--- Work task ---
From the entries below, copy each line in which the word "shelf" occurs.

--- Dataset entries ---
#####

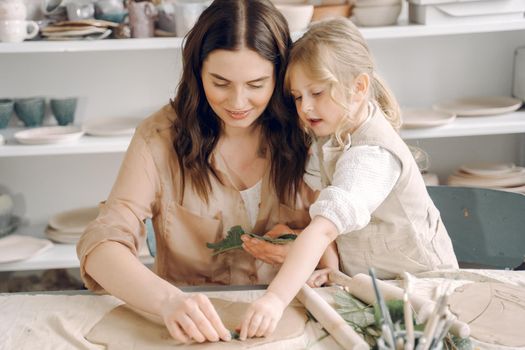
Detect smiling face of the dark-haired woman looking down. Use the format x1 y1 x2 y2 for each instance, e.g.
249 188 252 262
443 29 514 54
201 48 275 133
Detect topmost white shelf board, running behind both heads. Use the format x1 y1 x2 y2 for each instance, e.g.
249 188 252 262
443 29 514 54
0 20 525 54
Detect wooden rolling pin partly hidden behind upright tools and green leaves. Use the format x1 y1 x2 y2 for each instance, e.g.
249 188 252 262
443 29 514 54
328 270 470 338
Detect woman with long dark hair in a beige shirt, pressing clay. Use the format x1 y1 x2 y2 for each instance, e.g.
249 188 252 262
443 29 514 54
77 0 314 342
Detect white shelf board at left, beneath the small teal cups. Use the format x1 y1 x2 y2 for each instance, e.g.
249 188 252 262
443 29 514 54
0 128 131 158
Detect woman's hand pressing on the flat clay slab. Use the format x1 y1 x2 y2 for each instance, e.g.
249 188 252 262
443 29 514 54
161 293 231 343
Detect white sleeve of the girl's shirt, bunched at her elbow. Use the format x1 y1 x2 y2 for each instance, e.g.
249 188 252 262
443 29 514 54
310 145 401 234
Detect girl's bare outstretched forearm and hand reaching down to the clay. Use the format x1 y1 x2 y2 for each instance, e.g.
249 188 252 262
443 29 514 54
240 216 338 340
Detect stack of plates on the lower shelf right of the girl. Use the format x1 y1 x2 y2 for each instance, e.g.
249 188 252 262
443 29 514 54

#####

--- Reply to the exercise ---
Detect topmost white shelf board, running behind both heads. Use the format x1 y1 x2 y2 for each instance, e.g.
Detect white shelf board at left, beneath the small teal cups. Use the format x1 y1 x2 y2 for each instance, e.g.
Detect stack of plates on the lower shelf right of the girl. Use the format x1 y1 x2 y2 for each instance, e.g.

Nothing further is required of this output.